Schreiben Sie aus dem Textauszug über die Rekordfahrt des Elektroautos alles von „Der erzielte Langstrecken-Weltrekord“ bis hinunter zu „kein Durchbruch nötig.“ wortgetreu ab.
··· Textauszug
Technik. - Vor drei Jahren machte die Fahrt eines Elektroautos von München nach Berlin Schlagzeilen, denn das Fahrzeug gelangte mit einer Akku-Ladung ans Ziel. Wie die als Durchbruch gefeierte Batterietechnologie funktioniert, war damals nicht herauszubekommen und ist auch heute noch ein Rätsel. Das Produkt verschwand in der Versenkung und ist seither nicht mehr aufgetaucht.

Von Sönke Gäthke | 12.09.2013
    Sie glimmt noch schwach, die Spur des Durchbruchs, den die Tagesschau am 26.10.2010 so verkündete:

    "Weltweit zum ersten Mal hat ein batteriebetriebener Wagen 600 Kilometer an einem Stück geschafft. Mit nur einer Akkuladung ging es im Schnitt mit 90 Km/h von München nach Berlin. Hier wurde das Auto im Hof des Wirtschaftsministeriums präsentiert…"

    Doch was ist das für eine Batterie, die dem so genannten "Lekker-Mobil", einem umgebauten Audi A2, eine solche Reichweite ermöglicht? Mirko Hannemann, der den Wagen steuerte und der die Batterie-Firma DBM Energy mitgegründet hatte, die den "Wunder-Akku" entwickelte, schwieg damals beharrlich – und begründete das mit der Befürchtung, seine Erfindung könne gestohlen werden. Der Energielieferant Lekker verkündete stattdessen, die Forschung sei abgeschlossen und das Verkaufen gehe los. Der damalige Wirtschaftsminister war begeistert.

    "Minister Brüderle sprach von einem Durchbruch bei dem die Technik der Batterie entscheidend sei."

    Und in der Pressemitteilung des Ministeriums hieß es:

    Der erzielte Langstrecken-Weltrekord zeigt, dass Entfernungen von 600 Kilometern mit einem Elektrofahrzeug keine Utopie sind.

    Doch ein halbes Jahr später, im Frühjahr 2011, hatte sich Ernüchterung breit gemacht: Das Rekordauto war im Januar verbrannt, technische Details blieben weiter geheim. Fachleute können aber auch so recht gut einschätzen, was möglich ist, und wo ein Durchbruch erfolgt sein könnte – und sie sind damals sicher: Für eine einmalige 600-Kilometer-Fahrt ist kein Durchbruch nötig.
······
··· Bereitgestelltes Material
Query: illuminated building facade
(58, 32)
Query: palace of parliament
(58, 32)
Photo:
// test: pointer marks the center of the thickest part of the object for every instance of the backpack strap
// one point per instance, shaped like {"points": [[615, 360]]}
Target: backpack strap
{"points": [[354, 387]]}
······
* Lösung:
Der erzielte Langstrecken-Weltrekord zeigt, dass Entfernungen von 600 Kilometern mit einem Elektrofahrzeug keine Utopie sind.

    Doch ein halbes Jahr später, im Frühjahr 2011, hatte sich Ernüchterung breit gemacht: Das Rekordauto war im Januar verbrannt, technische Details blieben weiter geheim. Fachleute können aber auch so recht gut einschätzen, was möglich ist, und wo ein Durchbruch erfolgt sein könnte – und sie sind damals sicher: Für eine einmalige 600-Kilometer-Fahrt ist kein Durchbruch nötig.